_Short task a:_ Could you output, as a JSON list of strings with one string per line and blank lines left out, the lines of the recorded data entries starting with the line that contains "of the stone" and going on through the line that contains "Target: stone wall"?

_Source text:_
----------

Are DIY Spray Foam Insulation Kits a Viable Option?

DIY spray foam insulation kits are gaining popularity as homeowners see them as a relatively quick and simple way of insulating their homes without having to spend a lot on specialist installers.

However, you should only go down this route once you’ve familiarised yourself with all the potential advantages and disadvantages of the many DIY spray foam insulation kits available.

DIY Spray Foam Insulation

what are They?

The closed cell foam kits on the market are typically 2 component polyurethane foams and comprise of two canisters of chemicals (open cell kits tend to only have one canister).

The kits normally come with all hoses etc. and an application gun, which once connected to both canisters, mixes the chemicals as you spray the foam onto whatever areas you want to insulate i.e. wall, floor or loft areas.

As the chemicals mix, the blowing agent in the foam causes the bubbles to form and expand as it sticks to any surrounding materials such as timber battens, joists or floor boards etc.

How many kits will I Need?

The number or size of the spray foam kit you’ll require will depend on the area you need to insulate and the depth of insulation required.

All the manufacturers will provide figures showing what coverage you can expect from each kit when applied at a given depth.

DIY Spray Foam Insulation Kits

Is it easy to apply?

Like anything, it’ll get easier the more you apply. However trying to gauge the thickness can be difficult initially and you’ll probably end up applying it too thinly or too thickly initially, but it's not difficult and you'll pick it up quickly.

Typical Costs:

The cost of these insulation kits varies from supplier to supplier, but on average you should expect to pay in the region of £10 - £15/sq meter (at around 25mm thick) depending on the size of kit you order.

The bigger the kit, or the more kits you buy, the lower the price.

Do You need a vapour barrier?

Personally, I’d always advise the use of a vapour barrier when installing any kind of insulation. They stop water vapour from inside your home condensing inside the insulation where it will reduce the efficiency of the insulation and potentially lead to future problems.

However the closed cell foam insulation suppliers claim the closed cell foam will form it's own vapour barrier in the form of a "skin" on the finished insulation.

Open cell insulation on the other hand will definately need a vapour barrier.

If you're not sure what the difference is between open and closed cell insulation have a quick read through this article and then come back here to finish reading.

----------

Recorded data:
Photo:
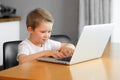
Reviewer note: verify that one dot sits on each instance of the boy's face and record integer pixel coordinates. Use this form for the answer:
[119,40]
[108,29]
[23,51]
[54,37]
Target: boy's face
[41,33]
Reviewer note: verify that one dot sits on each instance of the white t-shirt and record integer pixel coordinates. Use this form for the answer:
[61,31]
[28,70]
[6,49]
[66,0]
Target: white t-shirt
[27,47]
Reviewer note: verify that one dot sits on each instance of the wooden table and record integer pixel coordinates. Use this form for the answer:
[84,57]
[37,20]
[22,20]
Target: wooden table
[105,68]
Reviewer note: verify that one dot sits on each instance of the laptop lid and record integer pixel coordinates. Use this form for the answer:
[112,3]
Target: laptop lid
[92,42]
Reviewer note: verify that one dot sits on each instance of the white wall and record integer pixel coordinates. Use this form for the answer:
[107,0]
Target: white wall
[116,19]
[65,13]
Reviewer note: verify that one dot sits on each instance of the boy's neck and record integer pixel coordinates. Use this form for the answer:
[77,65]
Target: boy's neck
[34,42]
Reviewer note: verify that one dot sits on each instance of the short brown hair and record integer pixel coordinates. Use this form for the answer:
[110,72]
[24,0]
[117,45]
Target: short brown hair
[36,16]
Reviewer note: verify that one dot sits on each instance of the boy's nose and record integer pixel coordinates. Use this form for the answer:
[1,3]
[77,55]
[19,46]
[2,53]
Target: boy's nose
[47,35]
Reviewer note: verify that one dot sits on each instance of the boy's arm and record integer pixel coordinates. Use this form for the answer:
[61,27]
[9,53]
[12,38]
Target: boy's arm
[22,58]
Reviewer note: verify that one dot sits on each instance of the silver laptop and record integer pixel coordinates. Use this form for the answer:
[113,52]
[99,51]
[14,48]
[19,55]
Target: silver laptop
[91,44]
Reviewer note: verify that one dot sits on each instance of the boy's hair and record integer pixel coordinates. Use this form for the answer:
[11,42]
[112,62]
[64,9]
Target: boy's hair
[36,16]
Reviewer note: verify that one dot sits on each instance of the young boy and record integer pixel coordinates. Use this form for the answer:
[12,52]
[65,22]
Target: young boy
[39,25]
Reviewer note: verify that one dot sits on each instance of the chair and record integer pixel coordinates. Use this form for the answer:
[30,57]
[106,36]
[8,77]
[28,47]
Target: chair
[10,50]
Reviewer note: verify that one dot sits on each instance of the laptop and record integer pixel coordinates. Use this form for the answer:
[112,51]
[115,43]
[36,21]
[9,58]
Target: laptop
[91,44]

----------

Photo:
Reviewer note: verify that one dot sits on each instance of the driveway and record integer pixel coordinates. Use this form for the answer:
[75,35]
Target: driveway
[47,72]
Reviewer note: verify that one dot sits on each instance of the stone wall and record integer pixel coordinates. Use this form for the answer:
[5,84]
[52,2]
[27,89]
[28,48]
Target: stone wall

----------

_Short task b:_
Does the article on DIY spray foam insulation kits agree with each statement below? Answer yes or no for each, quoting the deciding words of the article.
(i) Open cell kits usually come with only one canister.
(ii) Ordering more kits raises the price.
(iii) Open cell insulation forms its own vapor barrier.

_Task answer a:_
[
  "Reviewer note: verify that one dot sits on each instance of the stone wall and record integer pixel coordinates. Use this form for the answer:",
  "[5,84]",
  "[52,2]",
  "[27,89]",
  "[28,48]",
  "Target: stone wall"
]

_Task answer b:_
(i) Yes: "open cell kits tend to only have one canister"
(ii) No: "The bigger the kit, or the more kits you buy, the lower the price."
(iii) No: "Open cell insulation on the other hand will definately need a vapour barrier."